Give the data a second time, exactly and in full.

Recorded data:
+++

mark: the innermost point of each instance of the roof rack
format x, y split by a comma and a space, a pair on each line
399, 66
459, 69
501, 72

+++

Written reply:
mark: the innermost point of each instance of the roof rack
format x, y split by a comma and a space, a pair on each line
399, 66
459, 69
501, 72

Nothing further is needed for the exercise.